> [Directions for this task]: Rewrite the records from the line containing "Step-by-step: (a) view the image above; (b) identify each sandy" up to and including the line containing "[341, 364, 622, 520]" as a numbered list, leaving out any blank lines.

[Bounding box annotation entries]
------------------------------------------------------------
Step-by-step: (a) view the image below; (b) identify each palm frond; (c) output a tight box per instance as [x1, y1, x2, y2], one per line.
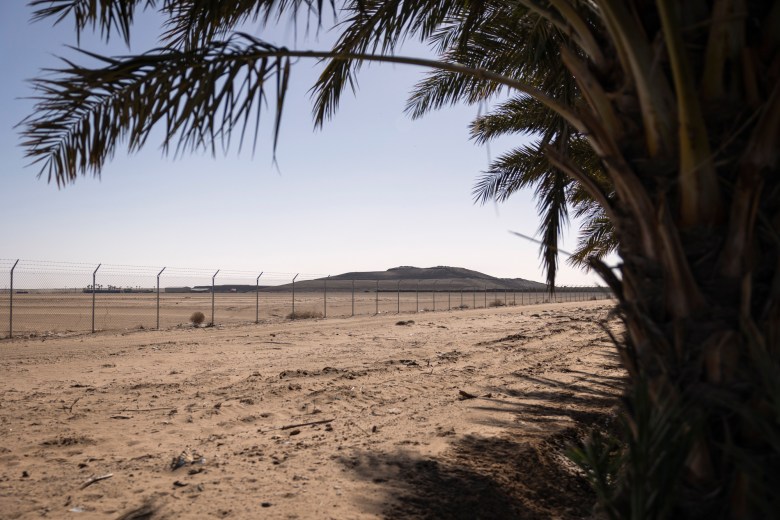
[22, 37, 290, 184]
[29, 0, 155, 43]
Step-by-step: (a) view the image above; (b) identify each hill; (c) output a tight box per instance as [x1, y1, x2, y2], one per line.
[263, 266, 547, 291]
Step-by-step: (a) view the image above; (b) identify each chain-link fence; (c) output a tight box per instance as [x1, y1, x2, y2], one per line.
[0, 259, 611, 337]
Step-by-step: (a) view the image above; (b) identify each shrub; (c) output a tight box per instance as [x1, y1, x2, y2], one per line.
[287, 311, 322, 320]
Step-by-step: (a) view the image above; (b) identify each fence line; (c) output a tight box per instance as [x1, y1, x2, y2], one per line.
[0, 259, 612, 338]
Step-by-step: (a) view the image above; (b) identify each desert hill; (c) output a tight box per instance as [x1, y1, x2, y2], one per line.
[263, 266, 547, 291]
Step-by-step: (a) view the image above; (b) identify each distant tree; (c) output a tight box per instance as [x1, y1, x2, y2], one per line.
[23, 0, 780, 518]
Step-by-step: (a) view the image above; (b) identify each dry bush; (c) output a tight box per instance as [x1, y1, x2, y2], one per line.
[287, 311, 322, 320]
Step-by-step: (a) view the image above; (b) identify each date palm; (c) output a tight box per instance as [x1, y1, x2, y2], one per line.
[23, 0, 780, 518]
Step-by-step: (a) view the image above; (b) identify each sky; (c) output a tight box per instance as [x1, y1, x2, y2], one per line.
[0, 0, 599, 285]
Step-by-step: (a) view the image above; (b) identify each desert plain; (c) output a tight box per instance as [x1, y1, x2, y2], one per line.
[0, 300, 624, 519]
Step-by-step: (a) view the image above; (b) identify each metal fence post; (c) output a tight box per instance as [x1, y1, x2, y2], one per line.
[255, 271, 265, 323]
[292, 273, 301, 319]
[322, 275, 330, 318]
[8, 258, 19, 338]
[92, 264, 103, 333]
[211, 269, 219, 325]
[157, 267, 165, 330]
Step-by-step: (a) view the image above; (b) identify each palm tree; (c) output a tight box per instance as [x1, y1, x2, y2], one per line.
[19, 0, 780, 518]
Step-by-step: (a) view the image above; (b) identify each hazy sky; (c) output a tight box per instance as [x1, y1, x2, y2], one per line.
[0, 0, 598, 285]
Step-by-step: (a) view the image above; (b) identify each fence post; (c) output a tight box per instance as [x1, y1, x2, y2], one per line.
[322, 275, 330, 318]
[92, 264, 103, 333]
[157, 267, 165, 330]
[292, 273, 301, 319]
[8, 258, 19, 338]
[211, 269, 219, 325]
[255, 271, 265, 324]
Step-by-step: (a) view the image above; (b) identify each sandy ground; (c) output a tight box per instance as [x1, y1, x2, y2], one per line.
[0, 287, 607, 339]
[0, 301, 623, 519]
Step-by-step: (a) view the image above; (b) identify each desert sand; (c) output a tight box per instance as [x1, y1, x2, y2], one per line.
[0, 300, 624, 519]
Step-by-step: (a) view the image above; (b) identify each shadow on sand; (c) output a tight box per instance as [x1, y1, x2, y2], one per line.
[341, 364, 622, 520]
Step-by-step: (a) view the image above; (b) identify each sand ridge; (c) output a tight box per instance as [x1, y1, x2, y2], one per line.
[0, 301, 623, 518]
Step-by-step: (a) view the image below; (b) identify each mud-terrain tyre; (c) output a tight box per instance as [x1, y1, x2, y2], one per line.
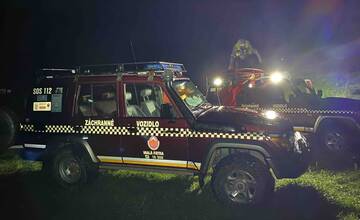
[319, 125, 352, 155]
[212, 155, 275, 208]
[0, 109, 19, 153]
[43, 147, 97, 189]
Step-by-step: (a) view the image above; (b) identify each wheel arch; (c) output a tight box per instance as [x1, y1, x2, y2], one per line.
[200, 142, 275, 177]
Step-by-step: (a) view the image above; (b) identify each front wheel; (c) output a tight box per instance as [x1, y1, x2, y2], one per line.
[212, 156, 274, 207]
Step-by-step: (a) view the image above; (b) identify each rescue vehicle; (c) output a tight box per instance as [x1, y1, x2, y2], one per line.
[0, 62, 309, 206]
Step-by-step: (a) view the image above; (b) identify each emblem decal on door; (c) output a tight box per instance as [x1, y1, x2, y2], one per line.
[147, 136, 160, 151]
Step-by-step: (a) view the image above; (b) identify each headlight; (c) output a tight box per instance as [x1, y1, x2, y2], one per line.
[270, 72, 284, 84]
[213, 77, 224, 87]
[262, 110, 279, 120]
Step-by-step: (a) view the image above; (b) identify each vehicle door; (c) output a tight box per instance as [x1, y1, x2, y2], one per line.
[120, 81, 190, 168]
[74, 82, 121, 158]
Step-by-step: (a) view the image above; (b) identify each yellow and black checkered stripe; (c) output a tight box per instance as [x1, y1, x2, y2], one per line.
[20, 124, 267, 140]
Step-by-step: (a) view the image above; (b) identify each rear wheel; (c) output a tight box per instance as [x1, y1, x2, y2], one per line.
------------------------------------------------------------
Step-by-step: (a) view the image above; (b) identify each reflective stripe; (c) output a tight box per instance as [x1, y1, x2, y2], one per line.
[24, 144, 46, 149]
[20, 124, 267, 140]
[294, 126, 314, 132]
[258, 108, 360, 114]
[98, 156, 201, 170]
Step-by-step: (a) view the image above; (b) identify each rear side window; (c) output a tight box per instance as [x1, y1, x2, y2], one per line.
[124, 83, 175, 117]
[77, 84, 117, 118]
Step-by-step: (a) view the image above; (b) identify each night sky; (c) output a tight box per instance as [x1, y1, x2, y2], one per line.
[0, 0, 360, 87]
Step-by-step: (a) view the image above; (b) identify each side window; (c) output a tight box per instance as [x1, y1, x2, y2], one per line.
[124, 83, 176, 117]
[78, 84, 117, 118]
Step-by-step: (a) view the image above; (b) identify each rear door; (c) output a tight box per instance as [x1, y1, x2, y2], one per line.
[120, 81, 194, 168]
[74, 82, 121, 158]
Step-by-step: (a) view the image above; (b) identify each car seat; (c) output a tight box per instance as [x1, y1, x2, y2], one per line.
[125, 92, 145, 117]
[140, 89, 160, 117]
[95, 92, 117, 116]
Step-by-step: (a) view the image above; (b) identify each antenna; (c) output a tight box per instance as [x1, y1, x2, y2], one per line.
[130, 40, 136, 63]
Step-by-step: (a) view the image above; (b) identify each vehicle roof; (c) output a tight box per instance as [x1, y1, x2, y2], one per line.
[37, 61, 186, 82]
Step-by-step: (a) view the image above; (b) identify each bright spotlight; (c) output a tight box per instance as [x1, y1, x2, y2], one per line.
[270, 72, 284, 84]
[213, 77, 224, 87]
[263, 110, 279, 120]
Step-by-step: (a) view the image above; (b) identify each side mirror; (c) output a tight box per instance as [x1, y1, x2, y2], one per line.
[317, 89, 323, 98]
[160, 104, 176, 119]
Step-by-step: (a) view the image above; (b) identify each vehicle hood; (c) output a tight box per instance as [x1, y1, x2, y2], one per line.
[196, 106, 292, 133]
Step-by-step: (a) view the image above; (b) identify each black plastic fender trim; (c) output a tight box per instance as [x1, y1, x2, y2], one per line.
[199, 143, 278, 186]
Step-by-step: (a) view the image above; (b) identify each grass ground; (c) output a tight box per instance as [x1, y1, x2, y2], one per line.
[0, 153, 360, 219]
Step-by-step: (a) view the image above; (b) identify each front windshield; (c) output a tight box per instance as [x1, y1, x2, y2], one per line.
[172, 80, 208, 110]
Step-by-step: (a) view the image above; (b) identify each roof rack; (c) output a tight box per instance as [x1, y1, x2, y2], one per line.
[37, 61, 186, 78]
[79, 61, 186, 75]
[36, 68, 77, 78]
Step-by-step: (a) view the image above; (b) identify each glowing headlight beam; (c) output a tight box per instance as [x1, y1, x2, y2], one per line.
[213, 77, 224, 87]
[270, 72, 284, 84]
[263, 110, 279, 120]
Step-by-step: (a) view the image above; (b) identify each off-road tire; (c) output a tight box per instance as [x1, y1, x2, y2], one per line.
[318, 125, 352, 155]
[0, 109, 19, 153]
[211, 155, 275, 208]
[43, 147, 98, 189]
------------------------------------------------------------
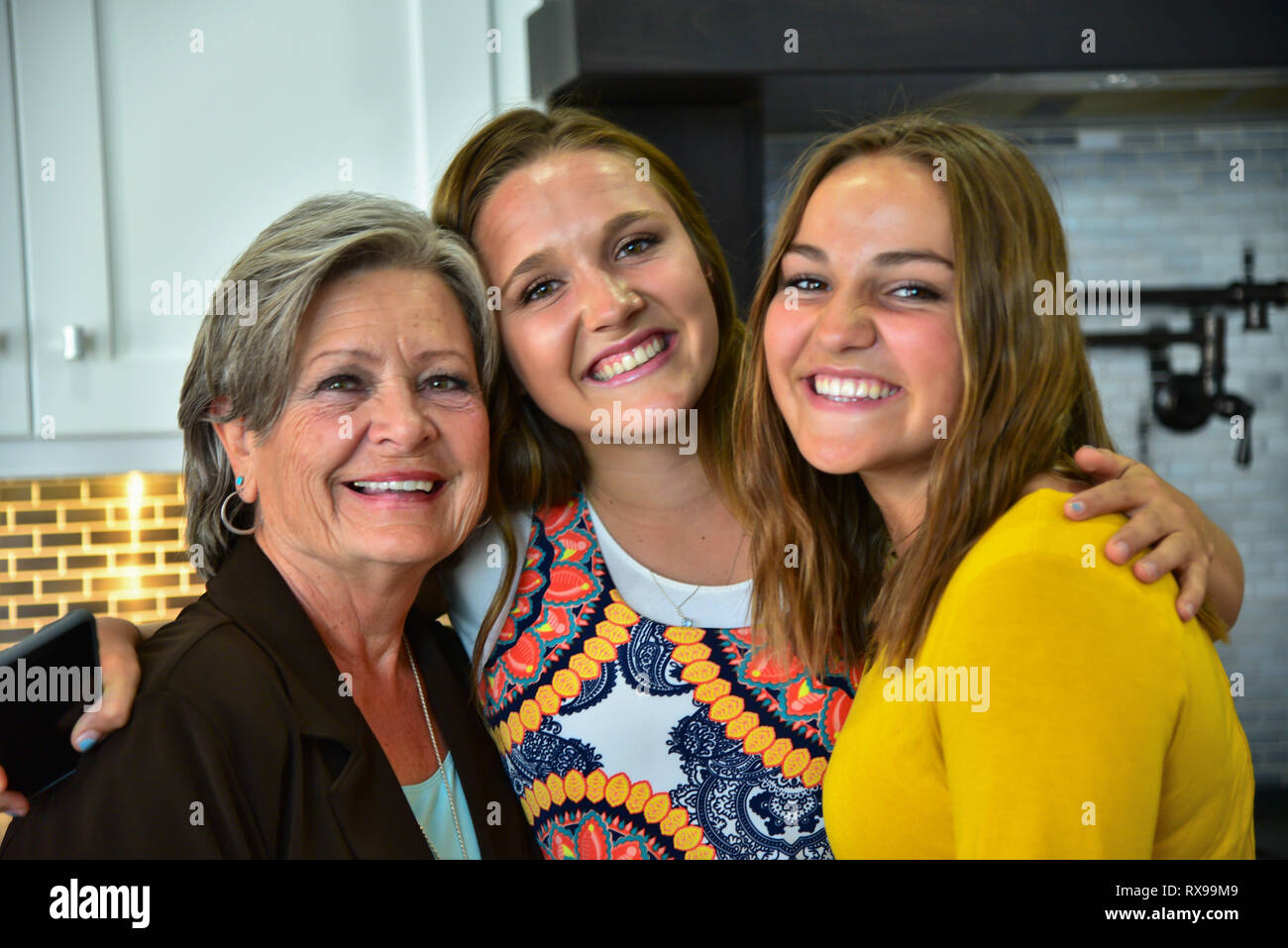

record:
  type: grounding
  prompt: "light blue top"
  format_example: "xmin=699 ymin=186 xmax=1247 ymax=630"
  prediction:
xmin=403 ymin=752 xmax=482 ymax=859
------------------------------------------------------------
> [The completed task]:
1. Step-by-step: (a) view the image above; (b) identify each sandy ground; (c) output a tight box per instance as [x1, y1, x2, y2], one per line.
2. [0, 287, 607, 339]
3. [0, 301, 623, 519]
4. Step-by-step: (a) view the image above; (b) identify each desert sand; (c) output a tight box per instance as [x1, y1, x2, y2], one per line.
5. [0, 300, 624, 519]
6. Step-by-step: (a) view the image above; (b) identify each shadow on sand; (c) output a tight box per instance as [x1, y1, x2, y2], one per line.
7. [341, 364, 622, 520]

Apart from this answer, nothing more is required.